--- begin Text provided ---

More Mumbo-Jumbo
OUZILLY, France – Imagine the poor economist without a sense of humor. How he must suffer! This week was to be dominated by central banks. Two big ones – the Bank of Japan (BoJ) and the Fed – were to make important policy announcements.
The BoJ’s chief lunatic Haruhiko Kuroda with one of his famous diagrams. How can this not work? It looks so neat!
Photo credit: Yuya Shino / Reuters
The speculators placed their bets, front-running the news, and sat on the edge of their chairs. This week, the BoJ came out with more mumbo-jumbo. “Yield curve control,” it promised. The central bank says it will target a 0% yield on 10-year Japanese government bonds.
It added that it would continue buying the nation’s stocks (by way of exchange-traded funds) and charging a negative interest rate of 0.1% on the accounts banks keep with it.
Japan’s stock market crashed in 1989. Since then, the no-luck Japanese have had sluggish growth, recession, and on-again/off-again deflation. For more than a quarter-century, the gears of Japan, Inc. have turned slowly. And not for lack of trying.

--- end Text provided ---
--- begin Data lines ---

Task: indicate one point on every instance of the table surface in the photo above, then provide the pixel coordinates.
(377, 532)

--- end Data lines ---

__Exercise instructions__
A - According to the column on central banks, what yield on 10-year Japanese government bonds does the BoJ say it will target?
B - For each statement, say whether it agrees with the column on central banks, and quote the words that decide it: (i) Japan's stock market crashed in 1989. (ii) The BoJ said it would stop buying the nation's stocks. (iii) The BoJ charges a negative interest rate of 0.5% on the accounts banks keep with it.
The data is separate from the column on central banks and is not part of it.

__Outputs in order__
A - A 0% yield.

B -
(i) Yes: "Japan’s stock market crashed in 1989."
(ii) No: "it would continue buying the nation’s stocks"
(iii) No: "charging a negative interest rate of 0.1% on the accounts banks keep with it"